Page extract:
>> Begin

So this is my idea; I want to buy a dedicated refrigerator and build a rack inside that I can hang venison from to dry age it. Is the air in a fridge considered very humid or dry? I will also rig up some sort of drip pan to collect the blood that drains from the meat and empty it periodically. 

Does anybody curently do this? I can find a used fridge in the $100 range but I don't want to waste my money if this isn't going to work. What say you?


----------



## Paymaster

Here is a site with aging help.

http://www.ext.colostate.edu/pubs/natres/06503.html


----------



## Minner

To me refrigerators seem too dry to leave meat in unprotected. I left a squirrel in one to age for several days unprotected and it didn't work out well. A deer ham being much larger might be different, I don't know.

I always wrap meat up in cellophane when I age. I used to have a dedicated old fridge for stuff like this but it finally gave up the ghost. I don't have room for a third, dedicated fridge anymore.


----------



## BDD

I use two 5 gal. buckets,  the one I put the meat in has holes drilled in the bottom to let
The blood drain into the bottom bucket.  The bucket with the meat in sits inside the other bucket.

 I put the lid on the meat bucket to keep the meat from drying out.  I usually let it sit for about
5 days.  You can stack several of these inside a frig. works pretty good. 

    When you drill the holes,  drill lots of them even up the side of the bucket a few inched , that keeps
 the blood from damming up.


----------



## Longstreet1

Out of there skin and into the skillet or onto the grill


----------



## Doc_5729

Back in the days when I still hunted, I bought a commercial single door beverage cooler. The free standing kind you see at C-Store with soft drinks or juices.

Used the racks that came with it and positioned them with one at the top and one in the middle. Made a drip pan from sheet metal to catch the blood.

I quartered all of my deer and used S hooks to hang the meat from the racks. Worked great.


----------



## rescueman19

*This is what I do*

I quarter my deer up and I de-bone the hams. I have a dedicated fridge for deer meat. I use the racks that came in the fridge(its an older one so it has three metal grate racks) I cover the racks with tin foil and lay the meat out on them. I only let mine age 5 days. I have went 7 days and the meat is fine but it is darker and gets brown spots. I put a box of arm and hammer in there the rest of the year. I recomend anything you can do to quit putting your meat in water. I personally hate the film that water creates its impossible to get rid of.

>> End

[Entries from a dataset]
>> Begin

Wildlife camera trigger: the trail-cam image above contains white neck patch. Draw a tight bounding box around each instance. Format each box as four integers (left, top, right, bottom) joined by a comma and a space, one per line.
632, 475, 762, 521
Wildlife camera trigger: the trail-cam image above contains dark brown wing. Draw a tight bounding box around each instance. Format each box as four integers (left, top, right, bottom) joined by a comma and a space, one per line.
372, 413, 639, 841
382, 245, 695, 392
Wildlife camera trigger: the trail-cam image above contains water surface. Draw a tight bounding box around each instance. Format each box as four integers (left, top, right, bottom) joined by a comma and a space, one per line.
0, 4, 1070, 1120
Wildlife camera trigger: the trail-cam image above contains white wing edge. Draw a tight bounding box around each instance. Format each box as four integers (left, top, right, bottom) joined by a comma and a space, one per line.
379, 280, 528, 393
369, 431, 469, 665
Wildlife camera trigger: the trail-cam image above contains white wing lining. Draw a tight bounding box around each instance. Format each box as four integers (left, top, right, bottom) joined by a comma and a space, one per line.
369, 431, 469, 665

>> End

Short task 1:
Turn the listing, from the line containing "white wing edge." through the end of the listing, into a two-column CSV with the columns request and answer. Give one row per request, with its text and its answer each in a single quoted field and every line break replaced by a space.
Short task 2:
Go on with the forum thread about dry aging venison in a refrigerator, starting after its last sentence.

Written response 1:
request,answer
"Wildlife camera trigger: the trail-cam image above contains white wing edge. Draw a tight bounding box around each instance. Format each box as four integers (left, top, right, bottom) joined by a comma and a space, one per line.","379, 280, 528, 393 369, 431, 469, 665"
"Wildlife camera trigger: the trail-cam image above contains white wing lining. Draw a tight bounding box around each instance. Format each box as four integers (left, top, right, bottom) joined by a comma and a space, one per line.","369, 431, 469, 665"

Written response 2:
----------



## 7Mag Hunter

I do not keep venison in the frig, but when I thaw a pack out to
eat, I remove the freezer paper, and place frozen meat in a large
colander and put colander and meat in a larger bowl and cover
with a wet dish towel and let thaw and age for 3-4 even 5 days
before I cook it...The meat will thaw, drain blood and water and
age before you cook it....


----------



## rifleroom

I have some friends who use and old coke machine to age their deer meat. It does make a difference.


----------



## Bill Mc

Most modern refrigerators have a defrost cycle that might "dry" out your meat.

I've heard of someone using a window airconditioner unit in a small insulated building to age his meat.


----------



## floridaboy

I have always put my deer meat in trash bags and aged in the bottom of the fridge for 5 to 7 days. When you take it out to cut it up, the outer parts may have a bit of a spoiled smell but if you rinse it off and start cutting it up, you will find that it has a pure beef type smell to it. I do not like keeping mine in ice or ice water.


----------



## pop pop jones

Longstreet1 said:


> Out of there skin and into the skillet or onto the grill



We all learn sooner or later


----------



## whitedog

It will work great. I have two deer in mine right now. I have some extra racks/shelves in mine . It doesn't dry it out at all. I have aged it for up to 14 days. I'll take a pic if I think about it.


----------



## Lester7009

Texas where I have hunted Because of warm weather I used ice chest . Ice down Deer meat for about 3 to 5 days. This will Bleed deer and remove Blood from Deer. Makes a Big diference in Taste


----------



## scoggins

what is the "Better " flavor that I have seen refered to 

is that to say to remove the "gamie-ness" I thought that was the whole reason for harvesting WILD-LIFE was to enjoy something that you can't go to the groc. store and get.

OUT OF THE SKIN INTO THE SKILLET so to speak.


----------



## Nitro

rifleroom said:


> I have some friends who use and old coke machine to age their deer meat. It does make a difference.



That is what we use. I have one in ours that I killed in late November....we are cutting it up tomorrow and intend to eat all of it .........


----------



## Swamprat

At one hunt camp we had an old fridge that had a bar installed with meat hooks that we would hang deer quarters in. Never had any problems with it drying out the meat. We would leave the meat in there for a week or so. Seemed to work pretty well.

We had a tray built out of sheet metal to catch any of the dripping blood. 

I am thinking of doing the same thing at the house. Not a huge fan of the leaving the meat on ice for several days. Just don't like the looks of "grey" meat from being in contact with ice or ice water.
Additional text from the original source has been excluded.